** Opening PASSAGE TO READ block **

Sunday, 3 February 2013

Climate aftermath

The winter of 62. From telegraph.co.uk


Now many people realise just how silly climate science and alarmist claims really are, maybe we have to move on and account for the silliness, the obviously fraudulent nature of those claims and the global politics behind them. Or maybe not. Maybe the project is too big to fail.

That’s the issue now, as it has been for some time. Climate change alarmism is an attack on the developed world by hostile political activists – not a hostile climate. Yes, it’s still worth trashing the science, but undermining the climate power brokers and their useful idiots is more pressing than the long-discredited science.

So let’s forget the science - obvious junk, yet still we are stuck with millions of useful idiots willing to wave the tattered flag for their political dreams.

Why? What’s the attraction? I suppose it is no more than timid assent to the dominant power structure. It's what we tend to do for obvious reasons. It’s why we have power structures in the first place, why they keep expanding, why we have politics to feed them and keep them growing. In fact it’s quite nurturing in an infantile, freedom-sapping way.

So it is not so just useful idiots, although we have plenty of those, but also a case of too many passive shrugs. The useful idiots are the activists, the joiners, the petty bureaucrats with another set of rules to drool over.

So how to move on?

We can’t. These things have to work themselves out because the climate project probably is too big to fail, however absurd it may be. Unfortunately, if global temperatures rise, then the political games will get worse and we may have a very rough time indeed. The warming itself is not a threat – as ever morally corrupt politicians and amoral businesses are the threat.

If the climate cools or remains static, then we may be okay as political support ebbs away in the face of economic imperatives. Too big to fail may become too big to admit, but not too big to ignore. This already seemed to have happened in the US presidential election, where environmental issues did not seem to be important. The world is not warming and although the juggernaut rolls on, the political will may be fading.

If we see global cooling, then the useful idiots will no doubt crawl back into their holes to dream up some kind of excuse, but with luck their idiot dreams will die. Anyhow, if that happens we’ll have more serious issues to contend with. We have no plans for global cooling.

So what to do?

Preparing for a colder climate only makes sense if we actually see definite signs of cooling. At the moment the climate seems to be going nowhere so there is no pressing need to go into full scale survivalist mode. It’s an impossible call though – the best we can do is be prepared for cold if the signs arrive.

Good home insulation.
A 4x4 if you need the car.
Plenty of rock salt for gritting.
A generator for power cuts.
A portable gas heater – also for power cuts.

** Closing PASSAGE TO READ block **
** Opening DATASET CONTENT block **

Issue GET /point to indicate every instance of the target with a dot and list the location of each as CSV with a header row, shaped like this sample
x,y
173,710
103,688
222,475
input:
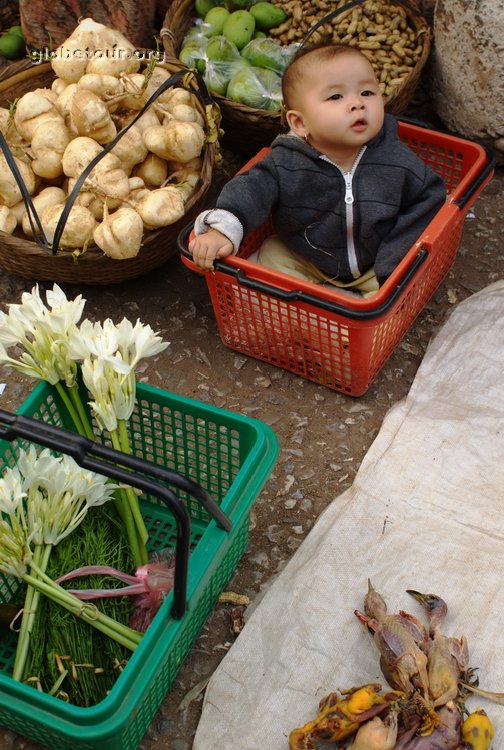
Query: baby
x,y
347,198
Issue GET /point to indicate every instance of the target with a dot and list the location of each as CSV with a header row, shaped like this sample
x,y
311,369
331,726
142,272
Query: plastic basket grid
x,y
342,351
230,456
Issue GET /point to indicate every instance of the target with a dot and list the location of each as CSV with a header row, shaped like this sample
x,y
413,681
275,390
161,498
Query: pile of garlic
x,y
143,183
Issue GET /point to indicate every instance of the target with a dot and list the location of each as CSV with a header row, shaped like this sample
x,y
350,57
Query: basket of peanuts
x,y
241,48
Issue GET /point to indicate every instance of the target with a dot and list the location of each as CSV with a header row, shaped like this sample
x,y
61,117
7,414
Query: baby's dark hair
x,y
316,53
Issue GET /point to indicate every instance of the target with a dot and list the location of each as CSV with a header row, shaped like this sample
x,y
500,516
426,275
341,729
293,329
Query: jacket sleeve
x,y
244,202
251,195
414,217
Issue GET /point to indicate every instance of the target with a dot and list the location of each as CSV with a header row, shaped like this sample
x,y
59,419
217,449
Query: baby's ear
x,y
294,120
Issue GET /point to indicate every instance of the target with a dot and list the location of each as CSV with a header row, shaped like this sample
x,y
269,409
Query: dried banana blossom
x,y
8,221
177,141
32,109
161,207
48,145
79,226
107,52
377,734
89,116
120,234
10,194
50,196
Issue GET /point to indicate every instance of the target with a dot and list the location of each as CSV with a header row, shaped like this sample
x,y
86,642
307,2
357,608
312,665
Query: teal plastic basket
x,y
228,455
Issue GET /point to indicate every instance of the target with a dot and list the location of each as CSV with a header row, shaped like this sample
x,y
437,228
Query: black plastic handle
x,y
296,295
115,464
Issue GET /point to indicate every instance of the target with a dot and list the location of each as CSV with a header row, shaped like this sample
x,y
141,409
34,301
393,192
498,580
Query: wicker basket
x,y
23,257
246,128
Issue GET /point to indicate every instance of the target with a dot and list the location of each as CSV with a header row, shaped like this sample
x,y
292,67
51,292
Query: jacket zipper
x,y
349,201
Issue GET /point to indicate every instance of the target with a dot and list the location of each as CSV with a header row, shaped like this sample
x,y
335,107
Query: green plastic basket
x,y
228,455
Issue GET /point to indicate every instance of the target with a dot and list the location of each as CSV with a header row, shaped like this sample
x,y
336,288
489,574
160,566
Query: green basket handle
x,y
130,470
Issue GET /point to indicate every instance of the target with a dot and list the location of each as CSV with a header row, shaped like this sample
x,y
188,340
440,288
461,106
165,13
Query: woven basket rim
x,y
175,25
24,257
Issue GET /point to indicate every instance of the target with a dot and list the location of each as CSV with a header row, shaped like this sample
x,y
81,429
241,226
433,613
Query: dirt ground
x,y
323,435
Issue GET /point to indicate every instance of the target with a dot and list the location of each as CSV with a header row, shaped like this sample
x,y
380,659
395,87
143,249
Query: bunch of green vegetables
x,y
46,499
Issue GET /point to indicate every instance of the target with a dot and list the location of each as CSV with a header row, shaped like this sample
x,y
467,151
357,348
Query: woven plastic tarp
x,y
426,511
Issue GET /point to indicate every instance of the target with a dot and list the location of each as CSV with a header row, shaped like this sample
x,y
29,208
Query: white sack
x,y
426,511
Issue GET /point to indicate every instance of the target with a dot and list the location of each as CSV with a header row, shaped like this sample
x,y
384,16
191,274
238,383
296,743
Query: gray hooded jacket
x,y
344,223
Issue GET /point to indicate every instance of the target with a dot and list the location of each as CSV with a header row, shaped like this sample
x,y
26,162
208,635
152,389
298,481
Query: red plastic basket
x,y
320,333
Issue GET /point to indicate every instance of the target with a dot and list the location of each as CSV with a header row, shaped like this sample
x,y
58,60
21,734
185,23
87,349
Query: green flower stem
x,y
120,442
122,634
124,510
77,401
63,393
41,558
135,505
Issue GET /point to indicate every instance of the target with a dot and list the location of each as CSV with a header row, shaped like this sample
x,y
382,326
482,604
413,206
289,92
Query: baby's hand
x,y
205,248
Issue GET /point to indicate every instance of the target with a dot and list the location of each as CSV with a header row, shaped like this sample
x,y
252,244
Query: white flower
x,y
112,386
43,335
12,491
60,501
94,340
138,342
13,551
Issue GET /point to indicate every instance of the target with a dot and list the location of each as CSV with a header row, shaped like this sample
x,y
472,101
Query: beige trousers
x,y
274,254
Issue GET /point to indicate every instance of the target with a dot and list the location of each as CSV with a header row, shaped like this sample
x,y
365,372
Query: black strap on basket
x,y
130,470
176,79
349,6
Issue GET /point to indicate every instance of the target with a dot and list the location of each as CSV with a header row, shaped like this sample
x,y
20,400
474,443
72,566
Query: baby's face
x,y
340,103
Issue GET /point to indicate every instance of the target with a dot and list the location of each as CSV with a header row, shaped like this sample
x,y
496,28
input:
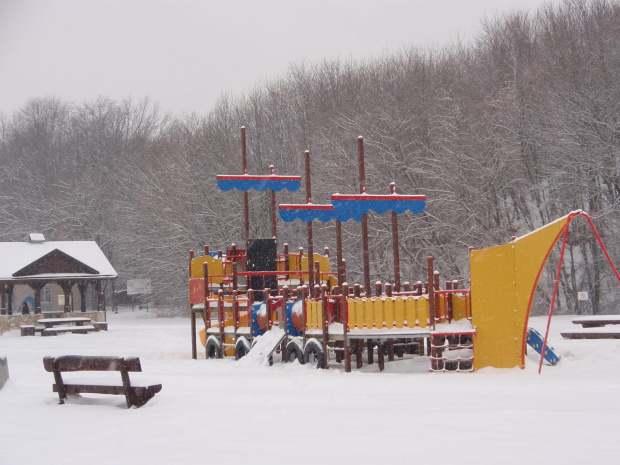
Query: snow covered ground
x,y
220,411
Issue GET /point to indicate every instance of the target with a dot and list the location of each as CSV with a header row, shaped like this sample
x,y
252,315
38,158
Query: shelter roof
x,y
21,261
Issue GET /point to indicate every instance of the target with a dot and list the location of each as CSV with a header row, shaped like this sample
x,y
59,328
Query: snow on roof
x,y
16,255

** Closing DATASET CONTENT block **

■ **EXERCISE REQUIREMENTS**:
Please write out the climate post again, starting at "That’s the issue" and ending at "their political dreams.", and switch each "useful idiots" to "eager supporters".

■ **TASK RESPONSE**:
That’s the issue now, as it has been for some time. Climate change alarmism is an attack on the developed world by hostile political activists – not a hostile climate. Yes, it’s still worth trashing the science, but undermining the climate power brokers and their eager supporters is more pressing than the long-discredited science.

So let’s forget the science - obvious junk, yet still we are stuck with millions of eager supporters willing to wave the tattered flag for their political dreams.